### RECORDS TO USE
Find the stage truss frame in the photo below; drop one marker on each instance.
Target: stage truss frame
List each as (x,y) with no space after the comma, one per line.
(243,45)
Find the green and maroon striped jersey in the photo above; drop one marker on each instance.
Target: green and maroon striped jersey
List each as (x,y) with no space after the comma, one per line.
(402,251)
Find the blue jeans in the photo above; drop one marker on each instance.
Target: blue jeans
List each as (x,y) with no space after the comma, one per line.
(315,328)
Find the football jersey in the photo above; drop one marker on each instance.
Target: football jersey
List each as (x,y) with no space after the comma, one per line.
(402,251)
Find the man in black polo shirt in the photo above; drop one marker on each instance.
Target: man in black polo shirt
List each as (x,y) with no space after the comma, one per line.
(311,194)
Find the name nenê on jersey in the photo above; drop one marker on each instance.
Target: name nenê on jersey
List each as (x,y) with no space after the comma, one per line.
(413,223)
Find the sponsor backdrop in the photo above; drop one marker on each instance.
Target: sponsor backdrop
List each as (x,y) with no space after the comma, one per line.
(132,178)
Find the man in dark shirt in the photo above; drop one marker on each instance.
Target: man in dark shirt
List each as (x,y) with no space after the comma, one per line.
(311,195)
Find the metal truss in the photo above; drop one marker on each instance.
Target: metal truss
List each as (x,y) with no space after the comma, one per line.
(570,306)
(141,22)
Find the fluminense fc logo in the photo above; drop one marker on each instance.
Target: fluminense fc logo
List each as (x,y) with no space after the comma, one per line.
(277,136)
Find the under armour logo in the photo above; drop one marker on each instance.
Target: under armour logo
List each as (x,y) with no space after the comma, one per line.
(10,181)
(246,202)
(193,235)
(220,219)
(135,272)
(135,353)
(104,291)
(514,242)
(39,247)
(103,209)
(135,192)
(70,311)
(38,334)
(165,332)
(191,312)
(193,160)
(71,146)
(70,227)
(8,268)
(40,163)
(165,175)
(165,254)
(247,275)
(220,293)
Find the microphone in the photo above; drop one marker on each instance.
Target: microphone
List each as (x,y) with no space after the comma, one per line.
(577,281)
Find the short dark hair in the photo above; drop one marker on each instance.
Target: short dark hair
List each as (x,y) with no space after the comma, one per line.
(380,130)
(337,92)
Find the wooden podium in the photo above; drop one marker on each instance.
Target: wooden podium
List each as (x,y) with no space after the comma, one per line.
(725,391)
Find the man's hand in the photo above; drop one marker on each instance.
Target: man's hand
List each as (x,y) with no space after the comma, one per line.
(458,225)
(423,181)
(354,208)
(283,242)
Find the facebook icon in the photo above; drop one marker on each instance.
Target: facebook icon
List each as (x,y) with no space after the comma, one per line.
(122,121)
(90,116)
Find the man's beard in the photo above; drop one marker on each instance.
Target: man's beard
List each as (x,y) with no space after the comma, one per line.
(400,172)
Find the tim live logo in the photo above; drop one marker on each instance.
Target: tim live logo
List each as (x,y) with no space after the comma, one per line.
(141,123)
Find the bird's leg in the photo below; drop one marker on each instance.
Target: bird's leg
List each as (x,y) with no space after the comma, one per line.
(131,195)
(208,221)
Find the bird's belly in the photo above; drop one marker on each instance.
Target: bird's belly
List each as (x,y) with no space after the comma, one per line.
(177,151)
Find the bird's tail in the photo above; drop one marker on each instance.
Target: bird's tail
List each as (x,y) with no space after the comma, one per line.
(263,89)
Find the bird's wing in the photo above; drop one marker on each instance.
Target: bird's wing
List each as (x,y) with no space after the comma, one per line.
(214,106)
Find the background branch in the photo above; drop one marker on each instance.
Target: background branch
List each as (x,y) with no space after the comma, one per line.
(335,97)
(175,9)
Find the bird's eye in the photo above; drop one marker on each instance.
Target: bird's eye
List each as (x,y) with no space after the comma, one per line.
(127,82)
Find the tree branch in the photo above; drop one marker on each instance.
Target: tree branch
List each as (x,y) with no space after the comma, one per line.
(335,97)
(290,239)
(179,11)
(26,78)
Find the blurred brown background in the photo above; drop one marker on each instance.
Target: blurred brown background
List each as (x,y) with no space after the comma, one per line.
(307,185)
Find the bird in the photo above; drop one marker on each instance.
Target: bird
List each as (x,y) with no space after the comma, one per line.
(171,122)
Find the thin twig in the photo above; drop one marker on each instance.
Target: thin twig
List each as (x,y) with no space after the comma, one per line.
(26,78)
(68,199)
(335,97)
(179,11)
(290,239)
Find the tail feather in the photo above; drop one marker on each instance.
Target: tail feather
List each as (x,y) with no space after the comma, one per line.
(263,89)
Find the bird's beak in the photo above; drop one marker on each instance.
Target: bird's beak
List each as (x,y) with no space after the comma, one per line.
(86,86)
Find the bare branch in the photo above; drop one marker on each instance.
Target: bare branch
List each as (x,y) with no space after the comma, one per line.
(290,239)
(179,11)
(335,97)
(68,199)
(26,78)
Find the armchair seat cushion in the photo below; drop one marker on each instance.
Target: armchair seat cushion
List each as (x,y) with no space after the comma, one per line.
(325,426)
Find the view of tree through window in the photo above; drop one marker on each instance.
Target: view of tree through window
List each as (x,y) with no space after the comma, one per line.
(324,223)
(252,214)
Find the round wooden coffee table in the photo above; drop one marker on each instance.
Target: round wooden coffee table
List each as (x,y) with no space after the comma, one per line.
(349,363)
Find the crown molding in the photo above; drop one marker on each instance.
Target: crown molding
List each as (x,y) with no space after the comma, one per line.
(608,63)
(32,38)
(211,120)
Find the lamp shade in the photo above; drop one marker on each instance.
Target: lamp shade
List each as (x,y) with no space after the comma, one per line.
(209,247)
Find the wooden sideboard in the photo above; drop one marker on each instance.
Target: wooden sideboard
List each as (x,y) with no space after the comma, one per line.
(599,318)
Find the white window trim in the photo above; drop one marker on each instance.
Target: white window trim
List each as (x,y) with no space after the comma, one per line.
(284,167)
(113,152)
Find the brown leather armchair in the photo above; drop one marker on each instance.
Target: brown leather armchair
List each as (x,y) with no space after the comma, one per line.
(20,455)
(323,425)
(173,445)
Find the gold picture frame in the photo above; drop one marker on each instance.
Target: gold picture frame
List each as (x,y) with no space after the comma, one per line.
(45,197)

### WHAT THIS TASK INVOLVES
Once the line containing "Find the blue" has been retyped, stop. Begin at the first line of the material and reproduce every line up to it exactly.

### WRITTEN RESPONSE
Find the stage truss frame in the photo below; drop one marker on each instance.
Target: stage truss frame
List each as (x,y) with no space after the comma, one per line.
(243,45)
Find the green and maroon striped jersey in the photo above; drop one marker on each instance.
Target: green and maroon striped jersey
List each as (x,y) with no space after the comma, one per line.
(402,251)
Find the blue jeans in the photo above; drop one marker on each instance.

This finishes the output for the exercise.